_DATASET EXTRACT_.

--- Start ---

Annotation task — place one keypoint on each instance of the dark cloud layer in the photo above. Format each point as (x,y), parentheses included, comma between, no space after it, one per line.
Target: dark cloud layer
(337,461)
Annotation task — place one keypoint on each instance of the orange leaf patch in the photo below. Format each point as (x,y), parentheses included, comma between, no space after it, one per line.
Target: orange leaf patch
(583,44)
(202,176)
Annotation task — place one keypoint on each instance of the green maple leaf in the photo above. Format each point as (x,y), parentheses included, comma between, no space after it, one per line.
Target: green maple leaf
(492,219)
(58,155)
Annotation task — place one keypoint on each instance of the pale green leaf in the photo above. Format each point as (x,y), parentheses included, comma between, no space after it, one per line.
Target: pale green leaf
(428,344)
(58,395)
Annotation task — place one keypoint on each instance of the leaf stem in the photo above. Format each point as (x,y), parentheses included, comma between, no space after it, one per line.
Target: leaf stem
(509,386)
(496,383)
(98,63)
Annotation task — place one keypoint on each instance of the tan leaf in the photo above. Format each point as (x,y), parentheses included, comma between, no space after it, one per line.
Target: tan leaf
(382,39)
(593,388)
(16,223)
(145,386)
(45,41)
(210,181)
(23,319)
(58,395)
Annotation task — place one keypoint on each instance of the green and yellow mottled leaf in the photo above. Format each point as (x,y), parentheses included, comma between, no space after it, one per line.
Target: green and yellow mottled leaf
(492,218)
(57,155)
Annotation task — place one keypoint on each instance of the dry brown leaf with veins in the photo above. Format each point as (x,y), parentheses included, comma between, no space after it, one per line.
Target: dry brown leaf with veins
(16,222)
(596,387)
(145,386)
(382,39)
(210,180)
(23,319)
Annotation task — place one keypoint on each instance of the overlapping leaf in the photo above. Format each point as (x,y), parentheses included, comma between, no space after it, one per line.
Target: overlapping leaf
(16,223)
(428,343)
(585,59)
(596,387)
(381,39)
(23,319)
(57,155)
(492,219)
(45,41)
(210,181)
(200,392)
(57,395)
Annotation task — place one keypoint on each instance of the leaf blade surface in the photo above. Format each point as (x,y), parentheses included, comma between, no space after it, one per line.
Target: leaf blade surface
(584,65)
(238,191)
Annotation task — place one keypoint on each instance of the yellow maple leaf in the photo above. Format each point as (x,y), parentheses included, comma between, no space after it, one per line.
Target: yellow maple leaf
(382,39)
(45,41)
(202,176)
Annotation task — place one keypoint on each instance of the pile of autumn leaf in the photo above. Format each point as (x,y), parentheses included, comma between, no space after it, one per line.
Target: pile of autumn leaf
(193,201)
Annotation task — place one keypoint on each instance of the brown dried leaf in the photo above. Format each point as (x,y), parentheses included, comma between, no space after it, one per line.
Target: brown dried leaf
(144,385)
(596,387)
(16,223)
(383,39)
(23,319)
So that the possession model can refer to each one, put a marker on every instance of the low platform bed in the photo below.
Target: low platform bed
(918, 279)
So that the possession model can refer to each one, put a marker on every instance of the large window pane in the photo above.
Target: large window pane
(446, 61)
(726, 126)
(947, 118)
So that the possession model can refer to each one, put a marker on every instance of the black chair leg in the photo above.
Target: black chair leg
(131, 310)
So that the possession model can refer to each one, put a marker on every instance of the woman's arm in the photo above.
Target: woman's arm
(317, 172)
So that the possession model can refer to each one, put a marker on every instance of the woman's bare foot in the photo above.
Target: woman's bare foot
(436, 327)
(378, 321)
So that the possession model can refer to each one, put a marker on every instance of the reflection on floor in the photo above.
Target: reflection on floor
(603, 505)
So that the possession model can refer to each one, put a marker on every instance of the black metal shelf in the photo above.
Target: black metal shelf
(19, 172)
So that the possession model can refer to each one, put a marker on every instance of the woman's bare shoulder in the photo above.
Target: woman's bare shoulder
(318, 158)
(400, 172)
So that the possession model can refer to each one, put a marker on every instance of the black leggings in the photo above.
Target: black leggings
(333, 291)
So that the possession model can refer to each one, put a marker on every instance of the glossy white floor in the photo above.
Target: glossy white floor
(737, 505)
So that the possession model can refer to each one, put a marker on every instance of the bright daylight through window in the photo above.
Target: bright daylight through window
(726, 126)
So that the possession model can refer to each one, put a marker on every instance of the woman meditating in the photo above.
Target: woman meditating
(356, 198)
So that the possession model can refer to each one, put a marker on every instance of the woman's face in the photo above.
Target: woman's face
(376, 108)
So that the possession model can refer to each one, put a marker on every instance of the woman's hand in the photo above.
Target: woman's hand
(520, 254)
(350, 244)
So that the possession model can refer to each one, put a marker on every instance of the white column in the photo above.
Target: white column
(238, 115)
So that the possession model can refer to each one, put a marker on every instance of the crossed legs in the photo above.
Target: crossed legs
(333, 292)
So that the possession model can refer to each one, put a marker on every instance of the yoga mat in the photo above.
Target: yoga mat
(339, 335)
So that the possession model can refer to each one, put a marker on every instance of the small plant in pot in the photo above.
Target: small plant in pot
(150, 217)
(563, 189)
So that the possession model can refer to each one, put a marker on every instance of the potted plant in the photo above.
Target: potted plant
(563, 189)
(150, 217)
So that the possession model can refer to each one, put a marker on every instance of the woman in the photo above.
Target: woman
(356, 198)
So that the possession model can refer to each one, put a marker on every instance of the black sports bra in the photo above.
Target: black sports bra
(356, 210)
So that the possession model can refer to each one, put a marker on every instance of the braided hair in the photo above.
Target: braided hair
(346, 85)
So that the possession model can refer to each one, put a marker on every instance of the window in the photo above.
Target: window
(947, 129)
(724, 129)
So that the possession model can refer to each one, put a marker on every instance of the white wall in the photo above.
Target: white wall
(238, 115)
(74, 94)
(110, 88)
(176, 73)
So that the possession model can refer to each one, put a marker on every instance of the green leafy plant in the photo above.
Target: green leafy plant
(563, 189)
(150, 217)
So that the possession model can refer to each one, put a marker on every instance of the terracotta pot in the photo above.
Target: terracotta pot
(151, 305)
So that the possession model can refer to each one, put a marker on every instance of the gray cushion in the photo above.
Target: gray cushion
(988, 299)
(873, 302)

--- End ---

Set down only these lines, exactly: the line containing "leafy plant in the photo above." and each line after it, through the end of the listing.

So that the possession model can refer to each one, put a marker on every instance of the green leafy plant in the photo above.
Target: green leafy plant
(563, 189)
(150, 217)
So that the possession model can refer to each one, put a marker on every instance of the terracotta pot in the photo above.
Target: terracotta pot
(151, 305)
So that the possession model can refer to each one, put a marker on every instance of the gray cushion in the photo above.
Target: gray cushion
(988, 299)
(873, 302)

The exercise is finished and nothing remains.